● Provided text:
Make the logging of the new file name (which happens when creating a hard link or renaming) persist the log.

This approach not only is simpler, [...] but also gives us the same behaviour as ext4, xfs and f2fs (possibly other filesystems too).

I do not believe the second sentence is correct!

To be fair I should point out dpkg is forgetting to fsync() the directories containing the files, before it records the package as correctly installed. But this btrfs behaviour is not exactly a perfect match with the rest of Linux.

I do not believe XFS syncs the new directory entry inside rename() (i.e. deliberately waits for it to be persisted). My presumption against any sync writes inside XFS rename() is partly based on this thread: https://marc.info/?l=linux-xfs&m=139863577410237&w=2

For ext4, I mentioned evidence that fsync() might sync the new directory entry before it returns. But I do not believe that ext4's rename() does so.

I linked to recent discussions about AIO fsync() operations, and how they might allow efficient batching of metadata updates. There has not been much discussion about a hypothetical AIO rename(), because the usual assumption is that rename() is not a synchronous operation!

● Data listing:
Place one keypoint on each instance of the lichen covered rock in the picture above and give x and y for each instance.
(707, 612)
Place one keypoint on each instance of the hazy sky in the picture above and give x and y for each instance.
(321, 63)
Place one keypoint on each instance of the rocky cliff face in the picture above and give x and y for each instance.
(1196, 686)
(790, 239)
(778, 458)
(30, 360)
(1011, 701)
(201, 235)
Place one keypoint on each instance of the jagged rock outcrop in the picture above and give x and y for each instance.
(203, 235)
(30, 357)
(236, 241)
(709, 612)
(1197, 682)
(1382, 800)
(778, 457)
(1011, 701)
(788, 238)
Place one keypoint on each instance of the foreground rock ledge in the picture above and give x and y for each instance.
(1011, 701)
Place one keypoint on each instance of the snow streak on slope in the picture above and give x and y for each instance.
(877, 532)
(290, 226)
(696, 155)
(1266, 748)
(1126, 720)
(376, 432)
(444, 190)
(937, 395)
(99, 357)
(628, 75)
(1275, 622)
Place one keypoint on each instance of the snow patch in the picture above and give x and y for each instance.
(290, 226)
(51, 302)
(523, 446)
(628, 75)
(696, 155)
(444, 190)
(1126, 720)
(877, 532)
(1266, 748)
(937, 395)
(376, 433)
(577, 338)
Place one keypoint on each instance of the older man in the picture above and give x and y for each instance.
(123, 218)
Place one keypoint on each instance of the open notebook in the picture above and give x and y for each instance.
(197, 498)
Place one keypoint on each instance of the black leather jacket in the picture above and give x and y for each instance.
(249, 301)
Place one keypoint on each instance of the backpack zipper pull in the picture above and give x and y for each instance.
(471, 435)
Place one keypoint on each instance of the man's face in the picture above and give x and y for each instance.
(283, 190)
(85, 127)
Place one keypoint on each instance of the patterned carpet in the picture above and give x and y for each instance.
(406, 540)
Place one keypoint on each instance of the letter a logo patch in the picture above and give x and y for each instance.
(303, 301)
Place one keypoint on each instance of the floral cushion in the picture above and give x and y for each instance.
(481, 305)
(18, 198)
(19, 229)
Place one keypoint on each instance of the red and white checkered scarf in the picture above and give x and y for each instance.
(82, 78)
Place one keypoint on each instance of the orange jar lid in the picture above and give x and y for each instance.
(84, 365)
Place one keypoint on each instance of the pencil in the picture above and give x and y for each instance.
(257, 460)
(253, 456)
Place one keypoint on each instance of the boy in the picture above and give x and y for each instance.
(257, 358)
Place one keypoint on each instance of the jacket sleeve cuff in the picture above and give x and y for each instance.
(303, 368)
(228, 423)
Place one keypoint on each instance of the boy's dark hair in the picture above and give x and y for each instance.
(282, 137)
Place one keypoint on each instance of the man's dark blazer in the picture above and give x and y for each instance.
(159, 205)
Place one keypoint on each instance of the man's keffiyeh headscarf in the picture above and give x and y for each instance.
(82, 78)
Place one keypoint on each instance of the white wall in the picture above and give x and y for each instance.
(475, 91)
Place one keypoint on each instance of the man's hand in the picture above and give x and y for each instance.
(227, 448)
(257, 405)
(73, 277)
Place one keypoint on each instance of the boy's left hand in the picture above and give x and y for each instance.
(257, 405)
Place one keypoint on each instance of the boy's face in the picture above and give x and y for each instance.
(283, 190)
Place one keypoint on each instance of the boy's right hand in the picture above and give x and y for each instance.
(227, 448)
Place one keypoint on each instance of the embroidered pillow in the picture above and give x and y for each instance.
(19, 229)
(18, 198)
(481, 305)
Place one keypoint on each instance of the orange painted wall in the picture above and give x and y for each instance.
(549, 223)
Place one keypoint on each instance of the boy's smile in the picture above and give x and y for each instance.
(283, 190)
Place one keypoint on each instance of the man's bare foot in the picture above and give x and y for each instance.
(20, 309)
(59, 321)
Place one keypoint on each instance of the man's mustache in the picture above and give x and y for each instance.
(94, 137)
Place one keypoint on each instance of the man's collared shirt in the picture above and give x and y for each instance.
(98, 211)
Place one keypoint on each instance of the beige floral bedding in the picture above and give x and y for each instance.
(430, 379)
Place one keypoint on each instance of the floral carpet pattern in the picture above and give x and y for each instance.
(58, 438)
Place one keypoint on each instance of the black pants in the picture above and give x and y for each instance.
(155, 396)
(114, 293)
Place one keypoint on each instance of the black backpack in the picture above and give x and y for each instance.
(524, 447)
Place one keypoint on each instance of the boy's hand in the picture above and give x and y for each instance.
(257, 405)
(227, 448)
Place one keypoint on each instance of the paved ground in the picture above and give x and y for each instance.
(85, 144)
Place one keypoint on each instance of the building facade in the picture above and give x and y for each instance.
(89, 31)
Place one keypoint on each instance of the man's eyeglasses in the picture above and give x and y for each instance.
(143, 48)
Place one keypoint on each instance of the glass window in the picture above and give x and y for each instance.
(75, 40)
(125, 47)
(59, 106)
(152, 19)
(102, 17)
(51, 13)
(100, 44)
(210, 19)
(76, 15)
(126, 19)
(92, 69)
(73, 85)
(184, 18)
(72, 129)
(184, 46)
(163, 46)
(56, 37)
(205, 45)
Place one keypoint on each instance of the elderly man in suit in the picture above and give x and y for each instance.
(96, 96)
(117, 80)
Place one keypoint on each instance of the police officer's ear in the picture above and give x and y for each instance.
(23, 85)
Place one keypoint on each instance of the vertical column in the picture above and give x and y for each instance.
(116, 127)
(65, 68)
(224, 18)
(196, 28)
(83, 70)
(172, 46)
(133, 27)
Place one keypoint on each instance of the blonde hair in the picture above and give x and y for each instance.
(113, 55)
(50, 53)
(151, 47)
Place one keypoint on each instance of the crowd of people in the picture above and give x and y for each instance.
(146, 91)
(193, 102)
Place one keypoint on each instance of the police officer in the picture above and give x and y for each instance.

● Directions:
a – In the filesystem discussion, what does dpkg forget to do before it records a package as correctly installed?
b – Please write what comes next in the filesystem discussion, picking up right after its final sentence.

● Results of the tasks:
a – It forgets to fsync() the directories containing the files.

b –
(btrfs feels a bit suspicious to me in general. I.e. I see this data integrity bugfix was in the past few releases, and it was not the only scary-sounding fix in the changelog for these releases).


I think the rename() delays must be triggered by the BTRFS_NEED_LOG_SYNC returned from the last line of btrfs_log_new_name().

The way I found this was by using offcputime. It aggregates wait time by stack trace. The stack traces look like this:

io_schedule_timeout
wait_for_completion_io
write_all_supers
btrfs_sync_log
btrfs_sync_file
do_fsync
__x64_sys_fsync
do_syscall_64
entry_SYSCALL_64_after_hwframe
-                dpkg (23528)
    9735954

io_schedule_timeout
wait_for_completion_io
write_all_supers
btrfs_sync_log
btrfs_rename2
vfs_rename
do_renameat2
__x64_sys_rename
do_syscall_64
entry_SYSCALL_64_after_hwframe
-                dpkg (23528)
    9147785

io_schedule
bit_wait_io
__wait_on_bit
out_of_line_wait_on_bit
write_all_supers
btrfs_sync_log
btrfs_sync_file
do_fsync
__x64_sys_fsync
do_syscall_64
entry_SYSCALL_64_after_hwframe
-                dpkg (23528)
    4478158

io_schedule
bit_wait_io
__wait_on_bit
out_of_line_wait_on_bit
write_all_supers
btrfs_sync_log
btrfs_rename2
vfs_rename
do_renameat2
__x64_sys_rename
do_syscall_64
entry_SYSCALL_64_after_hwframe
-                dpkg (23528)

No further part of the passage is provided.